Your instructions
Reproduce the items below, from the line containing "Each instance of the fretboard" through the end of the items, replacing "white ribbon" with "satin ribbon" and leaving everything else unchanged.

Exercise data

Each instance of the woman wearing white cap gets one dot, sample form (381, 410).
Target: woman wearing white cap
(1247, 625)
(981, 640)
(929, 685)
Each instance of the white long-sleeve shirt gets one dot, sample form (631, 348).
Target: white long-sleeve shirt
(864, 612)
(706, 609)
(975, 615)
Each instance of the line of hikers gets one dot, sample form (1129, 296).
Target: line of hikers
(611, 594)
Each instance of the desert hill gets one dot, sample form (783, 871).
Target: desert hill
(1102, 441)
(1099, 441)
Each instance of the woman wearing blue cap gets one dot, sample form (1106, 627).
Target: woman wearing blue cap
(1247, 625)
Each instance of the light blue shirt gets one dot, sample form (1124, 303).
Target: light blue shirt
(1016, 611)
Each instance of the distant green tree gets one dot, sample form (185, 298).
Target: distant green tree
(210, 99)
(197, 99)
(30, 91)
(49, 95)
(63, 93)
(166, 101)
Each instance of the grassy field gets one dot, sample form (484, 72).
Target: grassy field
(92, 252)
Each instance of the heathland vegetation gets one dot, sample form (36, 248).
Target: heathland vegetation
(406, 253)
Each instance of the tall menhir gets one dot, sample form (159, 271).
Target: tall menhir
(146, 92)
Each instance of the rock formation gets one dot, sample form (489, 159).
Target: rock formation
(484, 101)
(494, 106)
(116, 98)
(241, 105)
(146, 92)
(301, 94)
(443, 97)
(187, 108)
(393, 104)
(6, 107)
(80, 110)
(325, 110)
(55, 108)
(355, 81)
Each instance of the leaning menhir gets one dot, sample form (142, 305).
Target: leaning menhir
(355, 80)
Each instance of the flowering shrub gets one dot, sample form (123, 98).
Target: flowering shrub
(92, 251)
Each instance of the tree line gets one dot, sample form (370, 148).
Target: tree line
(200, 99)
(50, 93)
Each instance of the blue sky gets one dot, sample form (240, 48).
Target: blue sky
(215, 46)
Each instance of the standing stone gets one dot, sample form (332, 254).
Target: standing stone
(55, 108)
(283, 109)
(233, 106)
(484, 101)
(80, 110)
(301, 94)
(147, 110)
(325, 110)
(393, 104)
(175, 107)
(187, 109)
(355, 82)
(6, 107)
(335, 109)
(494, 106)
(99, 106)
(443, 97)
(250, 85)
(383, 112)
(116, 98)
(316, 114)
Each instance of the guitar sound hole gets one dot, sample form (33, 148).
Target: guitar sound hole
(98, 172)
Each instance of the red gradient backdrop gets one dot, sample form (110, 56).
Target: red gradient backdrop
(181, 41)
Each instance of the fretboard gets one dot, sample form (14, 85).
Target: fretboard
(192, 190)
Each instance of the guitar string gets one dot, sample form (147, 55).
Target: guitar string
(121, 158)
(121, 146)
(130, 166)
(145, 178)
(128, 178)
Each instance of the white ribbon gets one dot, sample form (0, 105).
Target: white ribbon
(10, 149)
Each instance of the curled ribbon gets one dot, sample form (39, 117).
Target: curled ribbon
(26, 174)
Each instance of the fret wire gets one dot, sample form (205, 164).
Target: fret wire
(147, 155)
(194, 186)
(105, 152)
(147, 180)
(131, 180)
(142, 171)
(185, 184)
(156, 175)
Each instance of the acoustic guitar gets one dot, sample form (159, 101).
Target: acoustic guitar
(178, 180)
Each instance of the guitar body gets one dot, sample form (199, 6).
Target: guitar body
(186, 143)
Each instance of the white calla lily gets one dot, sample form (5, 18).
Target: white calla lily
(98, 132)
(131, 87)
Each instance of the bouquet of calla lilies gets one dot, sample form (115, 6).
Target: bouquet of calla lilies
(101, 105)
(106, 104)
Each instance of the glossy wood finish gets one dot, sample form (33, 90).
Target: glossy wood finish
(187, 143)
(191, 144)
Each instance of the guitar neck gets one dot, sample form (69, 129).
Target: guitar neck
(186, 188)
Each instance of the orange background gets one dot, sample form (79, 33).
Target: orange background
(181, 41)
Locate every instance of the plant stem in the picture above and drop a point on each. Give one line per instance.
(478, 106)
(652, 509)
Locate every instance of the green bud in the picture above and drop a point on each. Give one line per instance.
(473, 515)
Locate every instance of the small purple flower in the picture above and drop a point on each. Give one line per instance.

Exercise answer
Each instance of the fretboard gets one dot, sample form (14, 85).
Target: fretboard
(192, 190)
Each instance of the guitar string gets one dot, sample form (147, 55).
Target: guitar string
(121, 158)
(121, 146)
(130, 166)
(145, 178)
(128, 178)
Each instance of the satin ribbon gets one dot, sample form (0, 105).
Target: satin ribbon
(10, 149)
Each instance of the curled ribbon gets one dot, sample form (39, 117).
Target: curled ribbon
(26, 174)
Each instance of the fret wire gets one dot, sample form (205, 164).
Target: fret wire
(147, 155)
(194, 186)
(105, 152)
(147, 180)
(131, 180)
(142, 171)
(185, 184)
(156, 175)
Each instance of the acoustic guitar gets one dot, sample form (159, 101).
Target: acoustic guitar
(178, 180)
Each instance of the guitar body gets one dot, sample form (199, 6).
Target: guitar body
(186, 143)
Each instance of the white calla lily gets one dot, sample form (5, 18).
Target: white calla lily
(98, 132)
(131, 87)
Each instance of the bouquet of calla lilies gets one dot, sample form (115, 6).
Target: bouquet of calla lilies
(101, 105)
(106, 104)
Each instance of the glossy wood finish gets one dot, sample form (33, 90).
Target: glossy wood finish
(187, 143)
(191, 144)
Each instance of the guitar neck gets one dot, sample form (69, 129).
Target: guitar neck
(186, 188)
Each instance of the orange background gets one dot, sample form (79, 33).
Target: orange background
(181, 41)
Locate every instance of the plant stem in the picture above and drop a point on each. Give one line per instance.
(478, 106)
(652, 509)
Locate every instance of the green bud in the picture above and drop a point on each. Give one line per instance.
(473, 515)
Locate every instance of the small purple flower in the picture above and drop a point on each. Give one line per instance.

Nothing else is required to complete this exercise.